RECORDS SHOWN
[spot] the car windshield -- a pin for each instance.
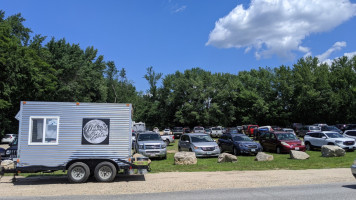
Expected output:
(241, 138)
(286, 136)
(233, 131)
(334, 135)
(201, 138)
(149, 137)
(314, 128)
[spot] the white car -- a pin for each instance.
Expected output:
(350, 134)
(8, 138)
(318, 139)
(167, 131)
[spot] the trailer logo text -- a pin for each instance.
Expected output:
(95, 131)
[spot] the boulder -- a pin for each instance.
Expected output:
(137, 155)
(185, 158)
(298, 155)
(7, 164)
(261, 156)
(226, 157)
(332, 151)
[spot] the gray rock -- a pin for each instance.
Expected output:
(7, 164)
(185, 158)
(299, 155)
(261, 156)
(226, 157)
(332, 151)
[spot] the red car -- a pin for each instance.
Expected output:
(280, 142)
(250, 129)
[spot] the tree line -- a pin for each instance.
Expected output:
(307, 92)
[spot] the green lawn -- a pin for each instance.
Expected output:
(281, 161)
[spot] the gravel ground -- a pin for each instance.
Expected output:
(171, 181)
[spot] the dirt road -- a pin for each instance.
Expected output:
(172, 181)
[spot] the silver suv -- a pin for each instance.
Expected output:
(150, 144)
(318, 139)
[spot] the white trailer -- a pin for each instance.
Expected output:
(82, 138)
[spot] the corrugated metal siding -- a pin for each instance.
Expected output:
(70, 132)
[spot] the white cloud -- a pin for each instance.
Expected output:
(278, 26)
(336, 47)
(330, 61)
(180, 9)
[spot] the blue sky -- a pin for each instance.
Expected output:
(216, 35)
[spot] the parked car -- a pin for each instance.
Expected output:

PROBLEM
Copy all of the material above verbatim, leaving out the picture.

EXPECTED ANSWER
[spot] the car windshield -- a pin for each instance.
Expected output:
(241, 138)
(286, 136)
(233, 131)
(334, 135)
(201, 138)
(149, 137)
(314, 128)
[spot] the white car -- a pin for each instance.
Expected output:
(350, 134)
(8, 138)
(318, 139)
(167, 131)
[spot] the trailer logo text -- a pin for each instance.
Expected output:
(95, 131)
[spot] the boulder -- a pin for each instance.
Expected output:
(137, 155)
(185, 158)
(298, 155)
(7, 164)
(261, 156)
(226, 157)
(332, 151)
[spot] the gray rock -- a pin for each instance.
Expected output:
(7, 164)
(185, 158)
(299, 155)
(261, 156)
(226, 157)
(332, 151)
[spot] the red car -- a pin for each instance.
Expected output:
(280, 142)
(250, 129)
[spot] the tree line -- a pin for each instance.
Expected output:
(307, 92)
[spot] the green lawn -- a pin for each instance.
Expected output:
(281, 161)
[spot] the gravel ground -- a pin for each instance.
Expected output:
(171, 181)
[spot] the dirt road -- a pin for each instance.
Expected output:
(172, 181)
[spot] the silver suv -- a pin for each instance.
Expected output:
(150, 144)
(318, 139)
[spot] the white trailer -- a pin for each instance.
Expected output:
(82, 138)
[spot] the corrugated metal siding -- a pin for each instance.
Expected output:
(70, 132)
[spot] the white cloud -- a pin for each instance.
Expected output:
(278, 26)
(336, 47)
(330, 61)
(180, 9)
[spot] the blue sky -- a pin for each instance.
Expected output:
(216, 35)
[spot] the parked car -- a pin for each instance.
Expected output:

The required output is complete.